- To do:
Repeat the records verbatim and leave the pictures out of your copy.

======== Stored rows ========

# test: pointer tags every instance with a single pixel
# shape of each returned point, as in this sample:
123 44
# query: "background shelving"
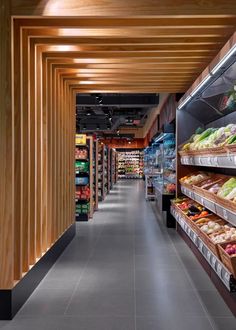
84 179
130 164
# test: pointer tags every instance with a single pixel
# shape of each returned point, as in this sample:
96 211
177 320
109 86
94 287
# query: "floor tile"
224 323
214 304
96 323
102 303
168 303
176 323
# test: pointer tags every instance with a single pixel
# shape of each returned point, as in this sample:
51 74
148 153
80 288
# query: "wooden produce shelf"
222 272
226 160
220 210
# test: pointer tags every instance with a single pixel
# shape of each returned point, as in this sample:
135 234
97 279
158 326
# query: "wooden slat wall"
42 206
6 152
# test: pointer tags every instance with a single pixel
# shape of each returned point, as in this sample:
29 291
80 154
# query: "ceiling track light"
216 68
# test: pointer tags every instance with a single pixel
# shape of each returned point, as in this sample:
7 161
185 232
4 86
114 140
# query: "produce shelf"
223 273
216 208
220 161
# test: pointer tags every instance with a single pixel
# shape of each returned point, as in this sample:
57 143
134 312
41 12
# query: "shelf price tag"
209 162
208 255
215 161
226 277
225 214
213 261
195 238
201 246
219 269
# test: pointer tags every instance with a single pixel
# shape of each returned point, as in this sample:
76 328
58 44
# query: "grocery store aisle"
125 271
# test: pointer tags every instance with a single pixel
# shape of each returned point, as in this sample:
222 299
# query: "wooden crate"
207 240
227 260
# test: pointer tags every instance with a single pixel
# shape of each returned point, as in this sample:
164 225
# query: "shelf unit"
84 179
101 175
206 104
130 164
95 174
222 272
113 167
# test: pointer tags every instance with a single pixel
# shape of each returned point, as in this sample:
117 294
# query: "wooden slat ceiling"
129 54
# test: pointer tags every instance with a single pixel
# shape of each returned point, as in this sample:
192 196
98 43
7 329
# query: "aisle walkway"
125 271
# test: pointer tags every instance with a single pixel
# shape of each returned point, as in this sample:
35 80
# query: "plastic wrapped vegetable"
227 187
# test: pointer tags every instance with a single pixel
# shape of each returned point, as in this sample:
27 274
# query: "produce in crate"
228 190
231 249
194 178
212 138
227 234
211 227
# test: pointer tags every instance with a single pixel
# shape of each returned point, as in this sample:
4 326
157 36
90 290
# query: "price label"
219 269
225 214
215 161
208 255
213 261
226 277
195 238
200 246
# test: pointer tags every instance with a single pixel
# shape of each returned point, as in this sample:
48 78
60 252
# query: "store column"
6 151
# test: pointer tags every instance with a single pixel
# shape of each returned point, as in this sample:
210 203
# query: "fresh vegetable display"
194 179
227 234
231 249
212 138
228 190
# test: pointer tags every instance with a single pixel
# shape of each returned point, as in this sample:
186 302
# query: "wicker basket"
228 204
207 240
227 260
231 148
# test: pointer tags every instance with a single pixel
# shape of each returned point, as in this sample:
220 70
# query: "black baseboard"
13 299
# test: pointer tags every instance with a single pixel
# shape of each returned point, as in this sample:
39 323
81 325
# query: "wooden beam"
132 8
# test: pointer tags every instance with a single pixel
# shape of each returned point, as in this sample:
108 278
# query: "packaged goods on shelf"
210 228
130 164
81 153
81 166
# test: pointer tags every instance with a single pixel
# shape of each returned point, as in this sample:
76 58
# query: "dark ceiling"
108 113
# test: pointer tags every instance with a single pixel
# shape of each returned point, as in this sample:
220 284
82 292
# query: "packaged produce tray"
207 240
230 148
81 180
228 260
81 166
228 204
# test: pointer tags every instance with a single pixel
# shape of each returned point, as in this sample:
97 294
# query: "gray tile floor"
125 271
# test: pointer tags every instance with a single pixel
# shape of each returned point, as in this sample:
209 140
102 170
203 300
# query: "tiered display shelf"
95 174
211 108
130 164
217 266
83 178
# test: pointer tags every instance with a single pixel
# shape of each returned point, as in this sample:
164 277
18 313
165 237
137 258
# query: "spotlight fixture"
89 113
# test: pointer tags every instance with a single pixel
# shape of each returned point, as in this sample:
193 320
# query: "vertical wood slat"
17 156
38 151
6 151
33 176
49 154
44 157
25 155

========

- Solution for this exercise:
# test: pointer tags every instance with a single pixel
# shape of each returned point, as in this sample:
123 44
# query: "background shelving"
84 179
130 164
# test: pointer tags every instance with a single pixel
# shape of each returned point, as in this sample:
96 211
177 320
109 86
94 287
# query: "floor tile"
224 323
214 304
96 323
102 303
168 303
176 323
# test: pointer tags every instance with a single pixel
# shape of each returned point, as in this sample:
51 74
148 153
80 288
# query: "wooden produce shelf"
222 272
226 160
220 210
# test: pointer tags every instance with a single pixel
# shape of each returned point, as in this sample:
135 234
97 279
158 326
# query: "wooden slat wall"
42 206
6 152
# test: pointer tags every instance with a single pixel
# shape of each returned point, as in this sample:
29 291
80 154
# query: "ceiling track light"
216 68
# test: pointer tags every instance with a single pixel
# shape of each returned point, as in this sample:
7 161
185 232
4 86
114 140
# query: "produce shelf"
223 273
216 208
220 161
# test: pointer tags every instance with a single pixel
# shape of each returned point, as in this sample:
57 143
134 312
41 12
# query: "shelf price tag"
209 162
208 255
215 161
226 277
225 214
213 261
195 238
201 246
219 269
# test: pointer tags every instance with a single pixel
# shape of each returned point, as in this sample:
76 328
58 44
# query: "grocery store aisle"
125 271
# test: pointer tags every instance with a single pixel
# shape of each returned point, as in this sample:
222 299
# query: "wooden crate"
207 240
227 260
# test: pointer tags every instance with a single pixel
# shape of each returned point, as in this sample:
164 225
# query: "shelf unit"
84 179
101 175
206 104
130 164
95 174
222 272
113 167
# test: pointer tags every instance with a single pixel
# shape of each returned point, as in this sample:
117 294
# query: "wooden slat ceiling"
129 54
# test: pointer tags every instance with a single pixel
# shape of each returned point, as in this sample:
192 196
98 43
7 329
# query: "aisle walkway"
125 271
# test: pointer tags every instance with a single pixel
# shape of each returned point, as in this sample:
35 80
# query: "plastic wrapped vegetable"
227 187
# test: pointer tags every instance with a single pixel
# shape of each returned point, as in this sample:
27 274
# query: "produce in crate"
228 190
231 249
194 178
212 138
227 234
211 227
# test: pointer tags every instance with a single pixel
# shape of each returned point, as in this sample:
4 326
157 36
90 290
# query: "price label"
219 269
225 214
215 161
208 255
213 261
226 277
195 238
200 246
# test: pointer tags every instance with a single pixel
# shape of each returned point, as in this sample:
48 78
60 252
# query: "store column"
6 151
# test: pointer tags every instance with a single pixel
# shape of each returned point, as in this sample:
210 203
# query: "fresh vegetable display"
194 179
227 234
231 249
212 138
228 190
# test: pointer tags every instance with a single pixel
# shape of each returned point, as in this sample:
186 302
# query: "wicker basket"
228 204
207 240
227 260
231 148
# test: pointer tags every instance with a single pixel
# shape of each returned point, as in this sample:
220 70
# query: "black baseboard"
13 299
# test: pointer tags every instance with a single pixel
# shape of each returned point, as in this sample:
39 323
81 325
# query: "wooden beam"
132 8
# test: pointer tags every instance with a single pixel
# shape of each returned point, as in this sample:
108 278
# query: "packaged goods on shelf"
210 228
130 164
81 153
81 166
# test: pointer tags every instance with a single pixel
# shape of each returned point, as in this sample:
76 58
# query: "dark ceiling"
108 113
# test: pointer tags every instance with a single pixel
# shape of each returned point, as in this sample:
220 284
82 292
# query: "packaged produce tray"
207 240
230 148
81 180
228 260
81 166
228 204
# test: pointer tags every instance with a single pixel
# shape of each returned point, as in this sample:
97 294
# query: "gray tile floor"
125 271
# test: pointer tags every instance with a single pixel
# shape of each returned point, as in this sample:
209 140
102 170
203 300
# query: "tiered display shelf"
95 174
211 108
130 164
217 266
83 178
# test: pointer tags every instance with a single pixel
# shape of each returned point, as in this sample:
164 277
18 313
165 237
137 258
# query: "spotlight fixture"
89 113
# test: pointer tags every instance with a single pixel
# shape of each returned point, as in this sample:
193 320
# query: "vertical wood slat"
17 156
38 151
6 151
33 176
49 154
44 157
25 155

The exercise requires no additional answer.